*** Opening of THE INPUT ***
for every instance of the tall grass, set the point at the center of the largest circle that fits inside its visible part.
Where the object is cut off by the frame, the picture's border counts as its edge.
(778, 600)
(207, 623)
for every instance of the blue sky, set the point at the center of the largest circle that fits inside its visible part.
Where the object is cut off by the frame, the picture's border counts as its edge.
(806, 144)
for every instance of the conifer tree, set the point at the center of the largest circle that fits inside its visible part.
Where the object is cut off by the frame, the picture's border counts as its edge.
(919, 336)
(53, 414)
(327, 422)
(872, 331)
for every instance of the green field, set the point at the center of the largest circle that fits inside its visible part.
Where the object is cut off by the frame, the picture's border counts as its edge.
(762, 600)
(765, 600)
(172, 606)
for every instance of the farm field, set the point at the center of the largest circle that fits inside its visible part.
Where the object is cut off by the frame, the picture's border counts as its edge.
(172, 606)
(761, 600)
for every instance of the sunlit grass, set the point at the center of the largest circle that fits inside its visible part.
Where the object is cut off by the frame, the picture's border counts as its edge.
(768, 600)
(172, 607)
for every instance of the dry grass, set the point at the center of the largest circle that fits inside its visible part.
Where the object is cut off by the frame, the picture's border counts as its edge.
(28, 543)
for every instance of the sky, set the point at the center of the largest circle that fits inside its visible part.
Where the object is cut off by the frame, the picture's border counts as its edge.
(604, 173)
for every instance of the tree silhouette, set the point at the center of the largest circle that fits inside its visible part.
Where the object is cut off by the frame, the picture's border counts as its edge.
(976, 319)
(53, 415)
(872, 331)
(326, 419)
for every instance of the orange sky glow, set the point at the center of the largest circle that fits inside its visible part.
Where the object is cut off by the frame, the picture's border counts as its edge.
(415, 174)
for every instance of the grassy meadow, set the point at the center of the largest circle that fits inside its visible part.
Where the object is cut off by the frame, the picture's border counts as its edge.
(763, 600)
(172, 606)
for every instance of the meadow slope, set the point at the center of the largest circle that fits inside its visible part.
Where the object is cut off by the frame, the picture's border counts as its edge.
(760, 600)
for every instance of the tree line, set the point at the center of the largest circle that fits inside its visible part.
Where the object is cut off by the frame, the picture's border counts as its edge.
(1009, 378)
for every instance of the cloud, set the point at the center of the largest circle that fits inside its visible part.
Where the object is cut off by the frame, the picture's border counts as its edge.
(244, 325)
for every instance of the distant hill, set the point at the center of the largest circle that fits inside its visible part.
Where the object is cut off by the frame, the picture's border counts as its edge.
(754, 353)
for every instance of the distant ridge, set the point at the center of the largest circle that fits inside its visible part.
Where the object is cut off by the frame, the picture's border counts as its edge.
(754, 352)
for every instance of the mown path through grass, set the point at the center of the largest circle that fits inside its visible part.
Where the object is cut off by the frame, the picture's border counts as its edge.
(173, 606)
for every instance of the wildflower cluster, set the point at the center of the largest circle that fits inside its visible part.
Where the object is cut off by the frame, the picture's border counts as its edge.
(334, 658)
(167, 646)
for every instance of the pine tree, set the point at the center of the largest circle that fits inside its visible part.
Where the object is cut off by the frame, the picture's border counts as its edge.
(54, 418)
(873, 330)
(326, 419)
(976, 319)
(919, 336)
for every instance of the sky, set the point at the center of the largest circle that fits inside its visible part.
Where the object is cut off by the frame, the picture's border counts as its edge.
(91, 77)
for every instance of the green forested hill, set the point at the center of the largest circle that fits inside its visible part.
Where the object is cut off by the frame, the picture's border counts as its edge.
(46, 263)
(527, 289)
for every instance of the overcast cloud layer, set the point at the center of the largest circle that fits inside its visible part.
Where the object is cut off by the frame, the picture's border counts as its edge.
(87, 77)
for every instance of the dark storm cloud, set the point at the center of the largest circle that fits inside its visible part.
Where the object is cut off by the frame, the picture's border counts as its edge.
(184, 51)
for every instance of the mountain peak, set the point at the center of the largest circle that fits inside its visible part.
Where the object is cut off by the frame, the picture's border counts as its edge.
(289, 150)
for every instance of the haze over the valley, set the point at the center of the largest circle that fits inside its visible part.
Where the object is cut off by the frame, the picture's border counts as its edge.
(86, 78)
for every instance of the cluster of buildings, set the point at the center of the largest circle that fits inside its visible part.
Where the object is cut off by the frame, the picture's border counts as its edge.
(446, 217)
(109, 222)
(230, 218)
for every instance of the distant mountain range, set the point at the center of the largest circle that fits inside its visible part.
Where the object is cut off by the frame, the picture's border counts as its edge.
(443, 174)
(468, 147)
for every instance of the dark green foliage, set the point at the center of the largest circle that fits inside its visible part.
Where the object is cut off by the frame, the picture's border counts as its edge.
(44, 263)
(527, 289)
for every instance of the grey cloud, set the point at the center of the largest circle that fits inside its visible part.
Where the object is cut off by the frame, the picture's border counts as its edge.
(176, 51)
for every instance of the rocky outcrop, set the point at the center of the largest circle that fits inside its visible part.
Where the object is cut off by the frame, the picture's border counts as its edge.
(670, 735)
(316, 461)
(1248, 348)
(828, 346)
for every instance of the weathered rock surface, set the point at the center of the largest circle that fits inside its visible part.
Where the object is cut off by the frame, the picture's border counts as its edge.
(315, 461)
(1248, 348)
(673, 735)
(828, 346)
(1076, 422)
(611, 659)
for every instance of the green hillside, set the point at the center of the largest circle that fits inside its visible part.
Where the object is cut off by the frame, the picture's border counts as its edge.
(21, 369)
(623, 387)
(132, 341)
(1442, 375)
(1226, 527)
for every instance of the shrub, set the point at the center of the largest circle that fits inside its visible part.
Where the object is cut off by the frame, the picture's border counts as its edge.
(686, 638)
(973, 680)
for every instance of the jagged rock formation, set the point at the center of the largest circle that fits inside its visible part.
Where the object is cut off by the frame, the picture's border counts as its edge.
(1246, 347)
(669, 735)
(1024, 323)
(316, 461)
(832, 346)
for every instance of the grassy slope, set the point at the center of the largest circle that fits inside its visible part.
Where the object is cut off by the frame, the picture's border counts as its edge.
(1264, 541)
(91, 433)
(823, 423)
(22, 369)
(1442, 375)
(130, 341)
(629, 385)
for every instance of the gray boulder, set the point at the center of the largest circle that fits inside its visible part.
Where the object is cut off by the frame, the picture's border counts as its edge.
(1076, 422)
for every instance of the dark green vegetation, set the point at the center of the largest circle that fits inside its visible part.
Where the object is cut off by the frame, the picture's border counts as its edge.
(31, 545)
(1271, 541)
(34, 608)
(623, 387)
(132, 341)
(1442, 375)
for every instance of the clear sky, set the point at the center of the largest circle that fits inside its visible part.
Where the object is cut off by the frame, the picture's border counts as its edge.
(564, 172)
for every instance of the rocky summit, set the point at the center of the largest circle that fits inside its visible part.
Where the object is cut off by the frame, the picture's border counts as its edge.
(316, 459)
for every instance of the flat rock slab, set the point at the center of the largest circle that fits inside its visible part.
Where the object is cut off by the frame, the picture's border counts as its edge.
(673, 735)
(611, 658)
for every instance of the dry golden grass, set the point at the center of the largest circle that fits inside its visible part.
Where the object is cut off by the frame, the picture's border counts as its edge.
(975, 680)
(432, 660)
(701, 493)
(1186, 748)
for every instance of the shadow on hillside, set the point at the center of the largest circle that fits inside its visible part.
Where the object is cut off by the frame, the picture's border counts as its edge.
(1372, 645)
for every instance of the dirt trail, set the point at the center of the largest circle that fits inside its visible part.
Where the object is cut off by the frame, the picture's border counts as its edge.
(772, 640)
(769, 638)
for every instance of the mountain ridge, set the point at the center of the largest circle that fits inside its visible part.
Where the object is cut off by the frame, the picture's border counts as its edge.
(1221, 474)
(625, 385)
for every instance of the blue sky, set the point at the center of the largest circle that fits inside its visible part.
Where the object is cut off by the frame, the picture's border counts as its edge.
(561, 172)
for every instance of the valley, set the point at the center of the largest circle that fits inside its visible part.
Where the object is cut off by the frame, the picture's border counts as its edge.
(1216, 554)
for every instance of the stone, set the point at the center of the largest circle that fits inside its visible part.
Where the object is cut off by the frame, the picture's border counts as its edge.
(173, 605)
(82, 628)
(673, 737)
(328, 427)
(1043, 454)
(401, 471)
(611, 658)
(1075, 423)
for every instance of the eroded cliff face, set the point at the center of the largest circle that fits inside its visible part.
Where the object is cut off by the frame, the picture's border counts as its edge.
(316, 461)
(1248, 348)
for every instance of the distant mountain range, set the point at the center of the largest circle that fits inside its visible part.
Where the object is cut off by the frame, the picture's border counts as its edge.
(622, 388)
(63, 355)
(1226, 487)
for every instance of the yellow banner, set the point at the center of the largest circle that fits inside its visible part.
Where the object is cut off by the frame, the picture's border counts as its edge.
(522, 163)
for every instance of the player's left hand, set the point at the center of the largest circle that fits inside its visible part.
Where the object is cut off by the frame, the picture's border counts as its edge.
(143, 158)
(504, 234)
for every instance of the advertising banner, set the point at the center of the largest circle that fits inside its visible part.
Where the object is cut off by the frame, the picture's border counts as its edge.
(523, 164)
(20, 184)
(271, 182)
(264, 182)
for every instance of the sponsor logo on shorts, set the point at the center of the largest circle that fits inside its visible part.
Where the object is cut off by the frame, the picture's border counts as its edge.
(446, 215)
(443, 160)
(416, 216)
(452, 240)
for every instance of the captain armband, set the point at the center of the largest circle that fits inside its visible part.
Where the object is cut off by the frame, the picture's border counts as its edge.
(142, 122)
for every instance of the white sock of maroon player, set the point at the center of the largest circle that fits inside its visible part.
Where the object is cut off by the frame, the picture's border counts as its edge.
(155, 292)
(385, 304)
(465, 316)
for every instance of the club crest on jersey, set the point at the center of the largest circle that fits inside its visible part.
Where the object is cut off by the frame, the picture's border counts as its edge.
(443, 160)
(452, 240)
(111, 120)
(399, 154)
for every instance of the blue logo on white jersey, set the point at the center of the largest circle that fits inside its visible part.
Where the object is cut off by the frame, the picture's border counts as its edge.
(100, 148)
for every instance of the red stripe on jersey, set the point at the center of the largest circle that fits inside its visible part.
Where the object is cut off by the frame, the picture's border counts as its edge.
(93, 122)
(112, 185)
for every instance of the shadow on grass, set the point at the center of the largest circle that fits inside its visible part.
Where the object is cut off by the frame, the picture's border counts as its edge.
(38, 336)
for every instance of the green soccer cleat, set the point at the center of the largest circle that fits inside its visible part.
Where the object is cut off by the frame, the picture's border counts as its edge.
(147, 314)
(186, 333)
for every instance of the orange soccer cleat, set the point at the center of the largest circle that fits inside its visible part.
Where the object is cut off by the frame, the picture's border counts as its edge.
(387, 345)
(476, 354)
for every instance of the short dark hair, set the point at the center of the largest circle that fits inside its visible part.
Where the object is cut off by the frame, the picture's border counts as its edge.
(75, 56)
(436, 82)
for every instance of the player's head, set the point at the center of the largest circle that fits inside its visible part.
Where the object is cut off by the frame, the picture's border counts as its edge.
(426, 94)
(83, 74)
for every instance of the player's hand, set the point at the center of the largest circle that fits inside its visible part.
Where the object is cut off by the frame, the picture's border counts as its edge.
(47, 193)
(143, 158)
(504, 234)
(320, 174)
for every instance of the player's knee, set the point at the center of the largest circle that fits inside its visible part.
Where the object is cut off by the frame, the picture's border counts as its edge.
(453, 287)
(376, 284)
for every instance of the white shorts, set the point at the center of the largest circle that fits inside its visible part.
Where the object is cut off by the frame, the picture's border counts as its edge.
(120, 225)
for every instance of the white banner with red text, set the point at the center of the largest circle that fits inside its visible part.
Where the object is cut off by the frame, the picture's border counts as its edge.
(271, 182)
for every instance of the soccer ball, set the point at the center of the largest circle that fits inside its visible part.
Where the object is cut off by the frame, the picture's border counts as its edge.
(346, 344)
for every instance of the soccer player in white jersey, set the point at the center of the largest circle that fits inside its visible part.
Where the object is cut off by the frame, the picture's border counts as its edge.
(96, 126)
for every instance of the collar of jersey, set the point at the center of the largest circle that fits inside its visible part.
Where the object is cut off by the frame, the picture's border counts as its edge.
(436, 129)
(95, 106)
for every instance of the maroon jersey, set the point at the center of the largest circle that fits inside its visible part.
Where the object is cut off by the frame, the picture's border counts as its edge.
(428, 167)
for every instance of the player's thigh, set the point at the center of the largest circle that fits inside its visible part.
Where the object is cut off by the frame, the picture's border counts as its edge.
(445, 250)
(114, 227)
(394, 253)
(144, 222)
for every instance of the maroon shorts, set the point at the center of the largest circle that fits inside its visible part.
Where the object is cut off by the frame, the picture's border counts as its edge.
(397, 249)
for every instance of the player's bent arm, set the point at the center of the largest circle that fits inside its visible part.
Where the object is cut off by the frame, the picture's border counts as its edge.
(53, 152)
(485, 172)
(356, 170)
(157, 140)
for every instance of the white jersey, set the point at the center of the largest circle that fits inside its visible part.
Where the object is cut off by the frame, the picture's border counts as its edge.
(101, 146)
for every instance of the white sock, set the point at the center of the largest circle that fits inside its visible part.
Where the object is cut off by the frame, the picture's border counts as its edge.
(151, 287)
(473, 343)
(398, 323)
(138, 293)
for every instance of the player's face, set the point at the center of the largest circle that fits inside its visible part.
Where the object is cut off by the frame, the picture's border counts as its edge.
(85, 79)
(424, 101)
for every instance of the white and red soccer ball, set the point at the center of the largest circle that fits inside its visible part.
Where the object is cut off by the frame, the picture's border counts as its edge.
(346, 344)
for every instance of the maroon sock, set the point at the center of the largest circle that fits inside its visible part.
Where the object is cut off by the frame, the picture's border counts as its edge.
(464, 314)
*** Close of THE INPUT ***
Only lines with the word "shadow" are wanted, so copy each one from the records.

for every instance of the shadow on hillside, set the point at the center of the largest circle that fits inside its visible part.
for every instance of the shadow on grass, set the point at the center of the largest circle that fits inside its visible part.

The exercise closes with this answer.